(Raw data begins)

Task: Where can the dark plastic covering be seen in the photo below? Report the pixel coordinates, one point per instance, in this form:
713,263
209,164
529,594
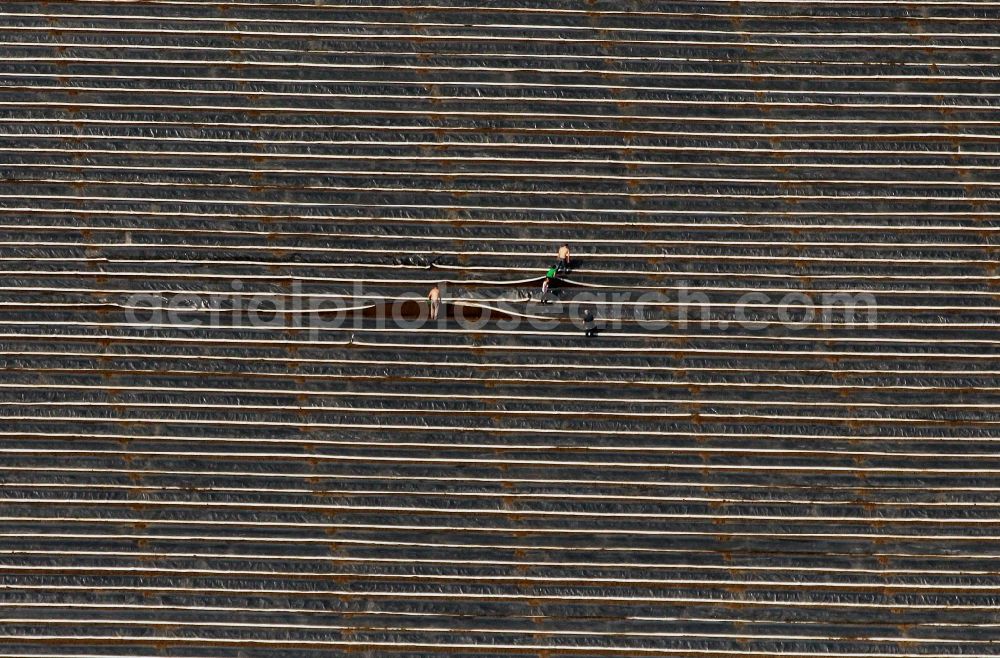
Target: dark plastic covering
187,489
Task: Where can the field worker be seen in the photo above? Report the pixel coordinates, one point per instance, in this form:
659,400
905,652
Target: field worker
434,299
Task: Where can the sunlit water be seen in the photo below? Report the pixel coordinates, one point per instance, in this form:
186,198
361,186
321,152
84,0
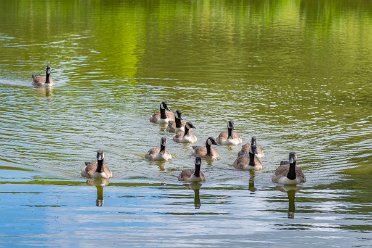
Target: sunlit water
296,74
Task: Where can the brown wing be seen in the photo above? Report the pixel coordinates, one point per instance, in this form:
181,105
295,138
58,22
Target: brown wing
185,174
241,162
38,79
171,126
200,151
300,174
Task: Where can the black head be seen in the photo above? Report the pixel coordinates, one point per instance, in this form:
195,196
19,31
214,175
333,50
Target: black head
100,155
230,125
48,70
179,114
163,105
253,140
211,141
253,149
189,125
292,157
198,161
163,141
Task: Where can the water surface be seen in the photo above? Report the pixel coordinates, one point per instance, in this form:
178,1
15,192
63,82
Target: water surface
296,74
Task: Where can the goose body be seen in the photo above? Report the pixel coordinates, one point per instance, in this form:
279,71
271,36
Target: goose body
248,161
163,116
206,151
186,136
178,124
247,147
229,137
97,169
43,80
159,153
192,175
288,173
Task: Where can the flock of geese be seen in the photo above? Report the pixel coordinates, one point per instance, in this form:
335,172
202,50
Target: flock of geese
249,157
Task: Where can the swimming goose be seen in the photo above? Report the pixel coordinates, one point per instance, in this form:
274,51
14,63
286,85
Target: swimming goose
163,116
97,169
248,161
159,154
178,124
189,175
247,147
206,151
288,172
41,80
186,136
229,137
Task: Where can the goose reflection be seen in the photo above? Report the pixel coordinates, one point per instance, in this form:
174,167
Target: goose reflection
196,187
46,91
99,183
252,174
291,194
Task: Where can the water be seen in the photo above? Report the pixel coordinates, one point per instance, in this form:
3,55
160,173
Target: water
296,74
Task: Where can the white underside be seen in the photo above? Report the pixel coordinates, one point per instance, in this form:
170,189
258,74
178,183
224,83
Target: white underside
287,181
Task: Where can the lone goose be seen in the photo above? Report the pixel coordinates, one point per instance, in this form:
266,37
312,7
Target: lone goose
97,169
186,136
163,116
178,124
41,80
189,175
229,137
288,172
248,161
206,151
247,147
159,154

(Raw data ends)

### What needs to be done
Retype all of the listing above exactly, but keep its pictures out.

### Result of this task
Task: Where can the dark plastic covering be seen in the photo below? Report the pixel coordinates, one point per instance, in this form:
713,263
209,164
529,594
Target: dark plastic covering
187,489
Task: Where can the field worker be seen in the photo above? Report the pixel coordinates, one point per instance, in this form:
659,400
905,652
Target: field worker
434,299
Task: Where can the sunlit water be seen in the photo below? Report the pixel coordinates, one point per instance, in this form:
186,198
361,186
321,152
84,0
Target: sunlit water
296,74
Task: Where can the brown wing be seen in the photo above? Report the pixel coordinates, one point per instance, in this form:
181,105
295,138
58,22
Target: brown wing
185,174
241,162
38,79
171,126
200,151
300,174
Task: Where can the black head be seen in the photo above? Report the pixel coordinates, one point per instance, in this form:
195,196
19,31
214,175
333,50
Target: black head
100,155
230,125
48,70
179,114
163,105
253,140
211,141
253,149
189,125
292,157
198,161
163,141
Task: Where can the water surface be seen in the photo above? Report the pixel coordinates, one point per instance, in this form:
178,1
15,192
63,82
Target: water surface
296,74
Task: Where can the goose body be seen in the photo above? Report the pixel coordinates, one point per instance, in this form:
279,71
271,36
Target: goose body
248,161
163,116
206,151
186,136
178,124
247,147
229,137
97,169
43,80
159,153
192,175
288,173
Task: Where can the flock of geese be seen in the photo above? Report the pixel coordinates, one point per instance, in this form:
335,172
202,50
Target: flock of geese
249,157
Task: Where can the swimming goose be seen in the photo above? Report the pixel coordinates, one point per instance, in this form:
274,51
14,63
286,85
Target: swimming goose
163,116
97,169
248,161
159,154
178,124
189,175
247,147
206,151
288,172
41,80
186,136
229,137
Task: Where can the goose reflection be seen in the photo above? Report the pixel coordinates, one point per instance, in this form:
174,167
Target: goose reflection
196,187
46,91
99,183
252,174
291,194
Task: Where can the water be seen in the photo above? Report the pixel coordinates, one point per instance, in this form:
3,55
160,173
Target: water
296,74
Task: Where can the white underside be seen in the photo above? Report the pixel coordinates, one point per instance, in this form:
170,189
258,74
178,183
224,83
Target: white underside
287,181
Task: Where can the lone goose be seen in the photo above? Report the pixel coordinates, one point per instance, in this form:
266,37
312,7
Target: lone goose
97,169
186,136
163,116
178,124
41,80
189,175
229,137
288,172
248,161
206,151
247,147
159,154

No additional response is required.